◆ Requirement A
Write out the listing again from its first line through the line that contains "[(361, 225)]", including that line and every request. Adjust each x and y coordinate in the answers by -71, and leave out the pictures.

FRAGILE DEMOCRATIC TRANSITIONS
The September 11 attacks eclipsed many of the human rights issues that had dominated the first nine months of the year. These included the fragility of democratic transitions in the region and the dilemmas posed by partial democratization in the absence of strong political institutions--or in the presence of strong militaries.
Fair elections produced disastrous leaders in Southeast Asia: Joseph Estrada, a corrupt ex-movie star, ousted from the Philippines presidency in January by Gloria Macapagal Arroyo, and Abdurrahman Wahid, a nearly blind cleric, ousted from the Indonesian presidency in July. Estrada remained highly popular among the country's poor, and his ouster after military-backed protests from the elite and middle class in Manila was semi-legal at best. The question arose, which was the greater danger to Philippine democracy, a shady president with underworld connections who systematically looted the national treasury but who was nevertheless the choice of the people, or his less than constitutional ouster? The crisis showed Philippine political leaders and institutions at their worst: a malleable parliament, a weak judiciary, and new president whose first instinct in May, in the face of protests from pro-Estrada forces, was to declare a state of rebellion to arrest political opponents.
In Thailand the dilemma was similar but less stark. In January, the Thai Rak Thai party, led by Thaksin Shinawatra, won a majority of parliamentary seats in the January 6 national election, making Thaksin prime minister. But ten days before the vote, Thaksin, a telecommunications tycoon, was indicted by the National Counter-Corruption Committee (NCCC) on charges of failing to fully declare his financial assets as required by law when he held a previous government post. If the Constitutional Court upheld the indictment, banning Thaksin from public office for five years, the Thai political system could have been thrown into serious crisis. If it did not, despite apparently strong evidence of unrevealed wealth, the independence of the court and Thailand's battle against high-level graft and corruption would be undermined. Which was worse? The court voted eight to seven not to uphold the indictment, to the disappointment of political reformers and yet to the relief of many who feared that democracy would be poorly served by a prolonged period of uncertainty and instability.
President Abdurrahman Wahid, Indonesia's great hope for furthering democratization, proved to be entirely unsuited for the job. He listened to no one, ignored major crises, and in the end, tried unsuccessfully to use the military against the parliament that was trying to impeach him on corruption grounds. But the alternative was either a return to former President Soeharto's party, Golkar, or support for Vice-President Megawati Sukarnoputri, whose party had the most seats in the Indonesian parliament and who had extensive army backing. On human rights issues, the choice came down to one of incompetence versus lack of political will. Which was worse, a president who could not make the justice system work or one who would not even try? Much of the human rights and reformist community preferred the former, but when that same inability and inattention to political and economic problems began to lead to a nostalgia in some circles for authoritarianism, Indonesia's democratic experiment was in trouble.
In Cambodia, targeted political assassinations, while few in number, continued to discourage many grassroots candidates from running in Cambodia's long-delayed commune elections, scheduled for early 2002.
Nepal's shaky transition to democracy, begun in 1990, underwent its most severe test with the assassination of almost the entire royal family by the crown prince in June 2001. The prince later shot himself. Like Thailand and Cambodia, the monarchy in Nepal has been an anchor for the transition, and the murdered King Birendra had helped hold the country together through the collapse of ten governments in ten years combined with a growing Maoist insurgency. The unpopularity of the new king, an economic crisis in an already desperately poor country, and the growing clout of the rebels all suggested that Nepal's democratic transition would face further trials in 2002.

◆ Requirement B
In the text on fragile democratic transitions, how did Thailand's Constitutional Court vote on Thaksin Shinawatra's indictment?

Items in a dataset:

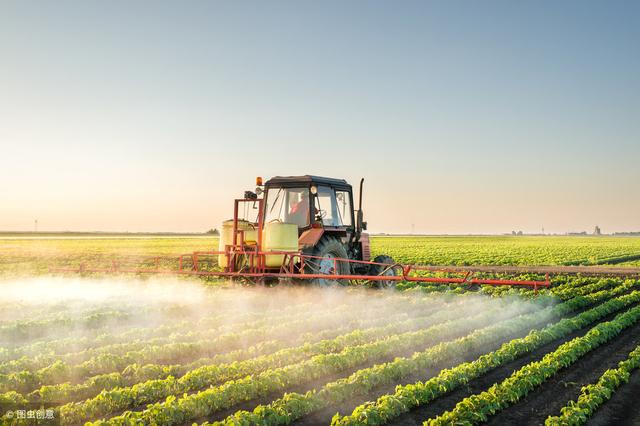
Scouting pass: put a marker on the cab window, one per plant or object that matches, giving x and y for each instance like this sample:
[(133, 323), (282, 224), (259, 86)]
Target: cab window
[(343, 201)]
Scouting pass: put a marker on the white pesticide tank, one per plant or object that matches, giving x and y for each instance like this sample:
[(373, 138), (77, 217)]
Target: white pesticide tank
[(226, 237), (279, 236)]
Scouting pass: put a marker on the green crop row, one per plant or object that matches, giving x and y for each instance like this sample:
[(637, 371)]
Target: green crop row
[(410, 396), (136, 373), (477, 408), (154, 390), (594, 395), (211, 400)]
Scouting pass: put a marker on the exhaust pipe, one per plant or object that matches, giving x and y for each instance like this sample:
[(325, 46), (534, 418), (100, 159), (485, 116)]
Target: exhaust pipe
[(361, 225)]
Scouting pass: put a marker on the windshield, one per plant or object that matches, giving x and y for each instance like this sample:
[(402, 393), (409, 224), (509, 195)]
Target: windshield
[(288, 205)]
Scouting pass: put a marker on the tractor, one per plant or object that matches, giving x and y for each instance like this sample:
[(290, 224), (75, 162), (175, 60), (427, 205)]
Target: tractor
[(316, 216)]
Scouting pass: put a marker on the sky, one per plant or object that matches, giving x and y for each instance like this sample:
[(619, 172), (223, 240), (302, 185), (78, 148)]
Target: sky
[(463, 117)]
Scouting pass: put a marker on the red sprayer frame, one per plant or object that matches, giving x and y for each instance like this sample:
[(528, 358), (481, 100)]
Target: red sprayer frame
[(253, 265)]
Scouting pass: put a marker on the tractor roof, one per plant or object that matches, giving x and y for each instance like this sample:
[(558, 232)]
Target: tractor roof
[(306, 180)]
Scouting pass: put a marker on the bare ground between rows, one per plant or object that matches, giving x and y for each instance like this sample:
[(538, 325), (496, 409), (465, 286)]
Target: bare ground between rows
[(565, 386), (418, 415), (623, 408), (301, 388), (449, 401), (556, 269)]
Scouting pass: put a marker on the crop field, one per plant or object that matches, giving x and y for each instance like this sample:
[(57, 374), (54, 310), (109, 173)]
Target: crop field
[(122, 350), (23, 253)]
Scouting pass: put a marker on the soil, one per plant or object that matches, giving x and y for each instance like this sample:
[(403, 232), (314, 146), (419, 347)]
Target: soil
[(447, 402), (623, 408), (556, 269)]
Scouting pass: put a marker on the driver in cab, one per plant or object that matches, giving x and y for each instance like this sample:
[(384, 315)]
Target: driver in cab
[(299, 211)]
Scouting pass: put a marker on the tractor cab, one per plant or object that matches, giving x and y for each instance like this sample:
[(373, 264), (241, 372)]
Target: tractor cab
[(310, 202)]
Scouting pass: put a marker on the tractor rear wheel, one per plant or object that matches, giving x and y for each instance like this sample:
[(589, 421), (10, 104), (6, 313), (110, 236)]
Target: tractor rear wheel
[(328, 249), (383, 271)]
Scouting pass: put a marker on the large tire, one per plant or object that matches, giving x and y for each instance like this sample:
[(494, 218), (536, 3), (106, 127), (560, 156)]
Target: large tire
[(383, 270), (328, 248)]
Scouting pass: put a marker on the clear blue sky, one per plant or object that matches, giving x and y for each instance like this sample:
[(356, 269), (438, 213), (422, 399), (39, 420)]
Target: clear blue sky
[(464, 117)]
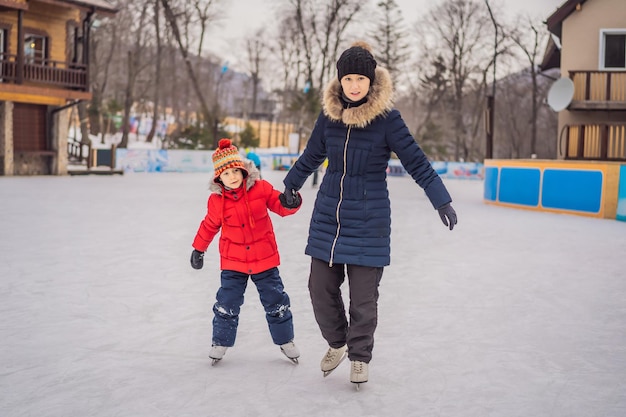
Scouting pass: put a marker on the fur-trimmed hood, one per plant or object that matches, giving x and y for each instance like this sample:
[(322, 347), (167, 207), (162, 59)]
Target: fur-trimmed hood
[(253, 176), (379, 101)]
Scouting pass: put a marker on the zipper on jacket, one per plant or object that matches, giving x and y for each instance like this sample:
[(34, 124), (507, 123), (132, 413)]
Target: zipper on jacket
[(343, 176)]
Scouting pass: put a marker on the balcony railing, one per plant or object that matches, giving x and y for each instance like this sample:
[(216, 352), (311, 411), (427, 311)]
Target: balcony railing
[(54, 73), (598, 142), (598, 90)]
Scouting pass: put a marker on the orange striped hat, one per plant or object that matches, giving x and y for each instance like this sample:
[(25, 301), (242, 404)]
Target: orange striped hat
[(225, 157)]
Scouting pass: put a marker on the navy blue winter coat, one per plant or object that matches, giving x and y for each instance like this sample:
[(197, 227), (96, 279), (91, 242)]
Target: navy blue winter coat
[(351, 221)]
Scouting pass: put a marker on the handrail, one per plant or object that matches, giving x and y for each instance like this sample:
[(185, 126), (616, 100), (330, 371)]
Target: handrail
[(46, 71), (599, 85), (597, 142)]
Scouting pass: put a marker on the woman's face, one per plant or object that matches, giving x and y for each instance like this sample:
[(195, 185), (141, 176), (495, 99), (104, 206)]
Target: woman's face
[(232, 178), (355, 86)]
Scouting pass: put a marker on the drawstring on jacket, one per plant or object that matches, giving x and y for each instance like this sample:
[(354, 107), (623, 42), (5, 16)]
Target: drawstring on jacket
[(245, 197)]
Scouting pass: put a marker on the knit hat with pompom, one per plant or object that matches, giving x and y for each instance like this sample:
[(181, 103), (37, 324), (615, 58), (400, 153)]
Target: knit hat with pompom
[(227, 156), (357, 59)]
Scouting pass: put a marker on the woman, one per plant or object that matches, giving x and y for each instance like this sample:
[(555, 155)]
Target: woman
[(350, 228)]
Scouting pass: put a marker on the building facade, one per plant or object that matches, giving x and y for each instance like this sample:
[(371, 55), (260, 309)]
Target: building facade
[(44, 63)]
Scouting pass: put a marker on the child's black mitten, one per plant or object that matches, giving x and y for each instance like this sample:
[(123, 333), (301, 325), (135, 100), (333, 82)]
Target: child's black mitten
[(290, 198), (197, 259)]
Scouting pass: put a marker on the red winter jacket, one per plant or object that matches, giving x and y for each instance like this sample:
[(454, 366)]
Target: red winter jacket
[(247, 242)]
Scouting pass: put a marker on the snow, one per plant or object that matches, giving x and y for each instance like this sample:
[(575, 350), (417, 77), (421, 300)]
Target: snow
[(514, 313)]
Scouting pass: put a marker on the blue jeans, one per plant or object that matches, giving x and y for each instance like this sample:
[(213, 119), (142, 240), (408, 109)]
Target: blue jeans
[(230, 299)]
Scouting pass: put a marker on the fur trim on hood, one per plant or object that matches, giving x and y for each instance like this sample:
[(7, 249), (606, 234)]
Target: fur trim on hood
[(253, 176), (379, 101)]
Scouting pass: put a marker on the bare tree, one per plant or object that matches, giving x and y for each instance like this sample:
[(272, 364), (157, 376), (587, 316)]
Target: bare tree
[(456, 30), (157, 73), (322, 26), (531, 48), (135, 64), (390, 37), (255, 49), (191, 72)]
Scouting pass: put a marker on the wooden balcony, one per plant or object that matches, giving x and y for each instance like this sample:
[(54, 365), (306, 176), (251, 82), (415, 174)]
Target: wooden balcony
[(43, 72), (597, 142), (598, 90)]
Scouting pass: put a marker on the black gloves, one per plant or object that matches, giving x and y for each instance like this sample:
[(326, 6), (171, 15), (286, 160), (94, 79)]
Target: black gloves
[(197, 259), (448, 215), (290, 198)]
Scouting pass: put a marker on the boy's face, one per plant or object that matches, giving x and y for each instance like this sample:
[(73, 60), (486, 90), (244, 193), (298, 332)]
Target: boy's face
[(355, 86), (232, 178)]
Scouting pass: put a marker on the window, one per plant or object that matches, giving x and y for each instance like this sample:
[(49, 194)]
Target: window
[(34, 49), (613, 49)]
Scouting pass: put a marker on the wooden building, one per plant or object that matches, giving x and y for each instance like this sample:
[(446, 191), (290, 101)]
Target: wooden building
[(588, 178), (592, 53), (44, 63)]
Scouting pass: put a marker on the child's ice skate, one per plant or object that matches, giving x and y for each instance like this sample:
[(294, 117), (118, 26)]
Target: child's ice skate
[(217, 353)]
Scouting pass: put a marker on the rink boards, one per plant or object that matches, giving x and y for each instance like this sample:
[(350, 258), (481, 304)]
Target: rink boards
[(589, 188)]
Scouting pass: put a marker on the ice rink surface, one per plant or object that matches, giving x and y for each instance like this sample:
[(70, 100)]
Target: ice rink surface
[(513, 314)]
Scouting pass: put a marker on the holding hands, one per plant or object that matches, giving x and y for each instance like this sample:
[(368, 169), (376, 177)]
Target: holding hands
[(290, 198)]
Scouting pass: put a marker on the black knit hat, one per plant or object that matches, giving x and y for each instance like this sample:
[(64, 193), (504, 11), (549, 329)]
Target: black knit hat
[(357, 59)]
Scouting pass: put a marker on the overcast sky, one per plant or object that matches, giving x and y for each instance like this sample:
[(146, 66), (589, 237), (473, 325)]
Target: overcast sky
[(243, 17)]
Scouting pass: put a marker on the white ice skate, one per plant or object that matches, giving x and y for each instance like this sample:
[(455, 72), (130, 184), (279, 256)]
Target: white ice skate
[(333, 358), (291, 351), (217, 353), (358, 373)]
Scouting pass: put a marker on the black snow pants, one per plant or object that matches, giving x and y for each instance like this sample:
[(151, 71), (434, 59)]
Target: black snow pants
[(328, 306)]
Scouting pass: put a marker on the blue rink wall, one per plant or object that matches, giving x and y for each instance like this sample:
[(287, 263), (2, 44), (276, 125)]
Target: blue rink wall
[(589, 188)]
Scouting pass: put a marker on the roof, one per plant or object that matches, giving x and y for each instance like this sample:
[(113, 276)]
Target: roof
[(97, 6), (552, 55), (555, 21)]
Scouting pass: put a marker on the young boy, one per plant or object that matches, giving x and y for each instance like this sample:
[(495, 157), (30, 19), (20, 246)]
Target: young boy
[(239, 207)]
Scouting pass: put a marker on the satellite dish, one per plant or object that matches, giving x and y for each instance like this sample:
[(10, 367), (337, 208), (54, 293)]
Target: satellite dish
[(561, 94)]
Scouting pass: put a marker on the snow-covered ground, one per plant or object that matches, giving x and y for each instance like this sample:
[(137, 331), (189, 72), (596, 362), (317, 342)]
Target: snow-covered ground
[(514, 313)]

◆ Full solution A
Scouting pass: put a marker on the cab window, one per plant or object that matches, giving x and y for each instance like this sample:
[(133, 323), (282, 224), (259, 86)]
Target: cab window
[(272, 130)]
Scouting pass: put a marker on the white pesticide tank, one per plant or object that matches, giving x and y for each instance like this sample:
[(373, 138), (77, 217)]
Target: white pesticide tank
[(155, 166), (208, 165)]
Scouting pass: put a marker on the green crop row, one per plant or object that matches, giving x and y for each instance like this sample:
[(637, 371)]
Target: green crop row
[(339, 325), (65, 302), (406, 337), (83, 319), (523, 324), (140, 329)]
Scouting pass: put a marker on the exhaust pipe, one per plant or object that matches, giving x and y for each instance like this sample:
[(325, 46), (534, 418), (100, 159), (485, 116)]
Target: exhaust pipe
[(290, 154)]

◆ Full solution B
It voted eight to seven not to uphold the indictment.